== Textauszug

Trotz einiger Unterschiede der niederländischen Studie im Vergleich zu den Arbeiten des DDA/FTZ (Datensatz und Untersuchungsgebiet relativ klein, nur Berücksichtigung von Daten nach dem Bau der OWP, anderes Modellierungsverfahren) fand das Autorenteam ähnliche Effektradien wie kürzlich DDA und FTZ: In der Publikation von Peschko et al. (2024) wurden bei Betrachtung aller OWP in der deutschen Nordsee für die Trottellumme Effektradien von 19,5 km (Herbst) und 16,5 km (Winter) gefunden, sowie (in einer kleinräumigeren Studie) 9 km für das Frühjahr (Peschko et al. 2020). Beim Tordalk ist der Effektradius auch nach DDA/FTZ-Analysen deutlich geringer als bei der Trottellumme (1,5 km im Winter, Garthe et al. 2022 – noch nicht peer-reviewed publiziert). Die DDA/FTZ-Analysen basieren auf einer Kombination aller für die deutsche Nordsee verfügbaren Daten zum Seevogelvorkommen: Daten des Seabirds-at-Sea Monitorings und Daten, die im Rahmen von UVP und des Monitorings für OWP erhoben werden. Die niederländische und die deutschen Untersuchungen kommen demnach unisono zu dem Schluss, dass Trottellummen und Tordalke aufgrund der OWP größere Teile ihres Lebensraums verlieren. Auch ein kürzlich im Auftrag von Windpark-Betreibern und Energiefirmen beauftragter Bericht für die deutsche Nordsee ( Szostek et al. 2024 – noch nicht peer-reviewed publiziert), der sich wiederum auf andere Analyseverfahren und Datensätze stützt, zeigt in einer Untersuchung beider Alkenvogelarten gemeinsam einen großen Effektradius im Herbst (5-12 km) sowie im Winter (2-8 km).

Bei der Interpretation der verschiedenen Studien ist es wichtig zu beachten, dass sie auf verschiedenen Datengrundlagen basieren und unterschiedliche Analysemethoden anwenden, wodurch sich Abweichungen in den Ergebnissen ergeben können. So wurde in der Publikation von Grundlehner et al. (2025) sowie in dem von Offshore-Windkraftbetreibern finanzierten Bericht (Szostek et al. 2024) nur die Verteilung der Alken nach dem Bau der OWP analysiert. Wird das Vorkommen von Seevögeln nach dem Bau nicht mit deren Verteilung vor Bau „verrechnet“, kann es allerdings zu Verzerrungen der gemessenen Effekte kommen, wenn die späteren OWP-Gebiete (z. B. aufgrund von Wassertiefe oder anderen Umweltvariablen) vor der Bebauung besonders stark oder wenig durch die betrachtete Art genutzt wurden. Tatsächlich deuten die bisherigen Arbeiten von DDA/FTZ darauf hin, dass bspw. die Trottellumme die später mit OWP bebauten Gebiete zuvor vergleichsweise intensiv nutzte. Ein Ausklammern dieses Sachverhaltes kann die gemessenen Meideeffekte in Richtung Unterschätzung verzerren.

====

Schreib den Text über Trottellummen, Tordalke und Offshore-Windparks im Anschluss an seinen letzten Satz weiter. Das Material brauchst du hierfür nicht.

== Gezeigtes Material

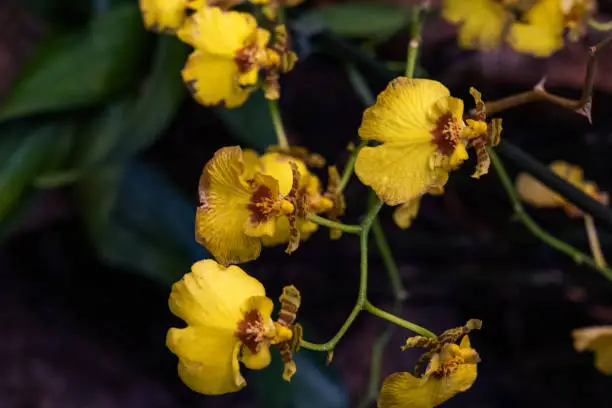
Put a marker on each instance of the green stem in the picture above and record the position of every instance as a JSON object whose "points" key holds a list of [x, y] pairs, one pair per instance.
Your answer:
{"points": [[578, 256], [416, 26], [368, 307], [601, 25], [360, 86], [347, 172], [281, 136], [363, 285], [392, 270], [351, 229]]}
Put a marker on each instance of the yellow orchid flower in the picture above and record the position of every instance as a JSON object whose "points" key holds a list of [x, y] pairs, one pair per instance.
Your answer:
{"points": [[237, 209], [599, 340], [535, 193], [541, 33], [309, 198], [230, 51], [451, 369], [163, 15], [423, 138], [481, 22], [228, 320], [532, 27], [271, 7]]}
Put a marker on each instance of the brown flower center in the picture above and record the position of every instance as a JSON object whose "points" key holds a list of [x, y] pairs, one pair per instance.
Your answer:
{"points": [[262, 204], [446, 134], [251, 330], [246, 58]]}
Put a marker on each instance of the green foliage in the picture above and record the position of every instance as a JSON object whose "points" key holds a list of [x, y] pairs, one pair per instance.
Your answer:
{"points": [[22, 155], [250, 123], [81, 69], [362, 20], [313, 384]]}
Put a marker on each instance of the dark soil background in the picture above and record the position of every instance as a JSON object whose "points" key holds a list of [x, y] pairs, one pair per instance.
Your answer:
{"points": [[78, 334]]}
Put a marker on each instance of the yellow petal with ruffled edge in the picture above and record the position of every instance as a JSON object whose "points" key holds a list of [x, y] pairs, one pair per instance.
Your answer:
{"points": [[542, 33], [211, 300], [405, 213], [399, 173], [402, 112], [219, 32], [208, 359], [221, 217], [401, 390], [213, 296], [278, 166], [213, 80], [481, 22], [599, 340], [163, 15]]}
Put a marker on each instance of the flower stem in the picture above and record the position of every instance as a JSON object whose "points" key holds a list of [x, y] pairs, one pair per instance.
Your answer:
{"points": [[594, 241], [416, 26], [351, 229], [363, 285], [392, 270], [279, 128], [368, 307], [578, 256], [601, 25]]}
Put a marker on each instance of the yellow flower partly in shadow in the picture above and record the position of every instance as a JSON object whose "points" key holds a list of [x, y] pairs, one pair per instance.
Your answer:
{"points": [[451, 369], [271, 7], [482, 22], [535, 193], [163, 15], [237, 208], [229, 51], [541, 30], [228, 320], [308, 195], [599, 340], [532, 27], [423, 138]]}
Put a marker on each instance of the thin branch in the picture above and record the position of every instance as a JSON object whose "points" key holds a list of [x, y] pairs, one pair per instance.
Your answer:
{"points": [[581, 106], [596, 251], [578, 256]]}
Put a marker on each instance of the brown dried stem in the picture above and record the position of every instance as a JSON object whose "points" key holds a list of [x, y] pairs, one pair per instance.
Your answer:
{"points": [[538, 93]]}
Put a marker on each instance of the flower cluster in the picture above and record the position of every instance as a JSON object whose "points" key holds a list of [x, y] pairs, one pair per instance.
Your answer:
{"points": [[451, 369], [232, 55], [247, 201], [229, 321], [422, 136], [530, 26]]}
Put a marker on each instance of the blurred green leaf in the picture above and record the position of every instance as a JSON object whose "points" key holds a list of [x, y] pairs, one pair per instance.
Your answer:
{"points": [[86, 69], [158, 101], [313, 385], [363, 20], [141, 222], [23, 153], [250, 123]]}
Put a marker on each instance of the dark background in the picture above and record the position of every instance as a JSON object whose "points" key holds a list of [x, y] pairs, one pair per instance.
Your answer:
{"points": [[83, 301]]}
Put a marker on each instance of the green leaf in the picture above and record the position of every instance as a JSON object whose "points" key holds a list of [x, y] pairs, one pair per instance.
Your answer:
{"points": [[250, 123], [362, 20], [159, 99], [139, 221], [83, 69], [313, 385], [23, 153]]}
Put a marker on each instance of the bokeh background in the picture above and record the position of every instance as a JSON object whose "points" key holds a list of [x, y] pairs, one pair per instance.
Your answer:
{"points": [[101, 150]]}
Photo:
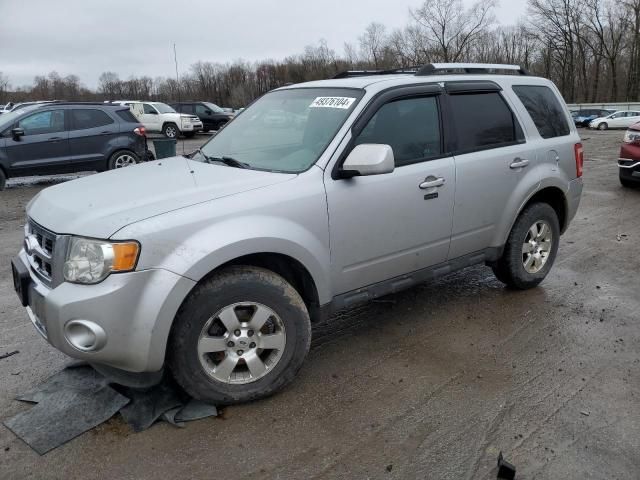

====

**Lösung der Aufgabe**
Die von DDA und FTZ (Garthe et al. 2023, Peschko et al. 2020, 2024) verwendete Before-After-Control-Impact Analyse (kurz BACI-Analyse, Schwarz 2014, Mendel et al. 2019) basiert hingegen auf dem Vergleich von relativen zeitlichen und räumlichen Unterschieden des Seevogelvorkommens zwischen Eingriffsgebiet (= OWP-Gebiet) und Kontrollgebiet (= außerhalb des OWP) vor und nach dem Bau der OWP. BACI-Analysen erlauben es somit, Effekte von OWP robust gegenüber räumlich-zeitlichen Fluktuationen des Seevogelvorkommens zu ermitteln. Insbesondere kann die Vogelverteilung nach Bau der Anlagen mit deren Verbreitung zuvor verglichen werden – wobei übergeordnete Bestandsänderungen zwischen beiden Perioden herausgerechnet werden können. Im Gegensatz zu Control-Impact-Analysen (Grundlehner et al. 2025, Szostek et al. 2024), müssen für eine BACI-Studie somit keine potenziell verzerrten Referenzwerte aus der durch OWP beeinflussten Phase ermittelt werden, gegen die der Effekt gemessen werden kann – sondern Referenzwerte ergeben sich ganz natürlich aus der Vogelverteilung vor Bau der Anlagen.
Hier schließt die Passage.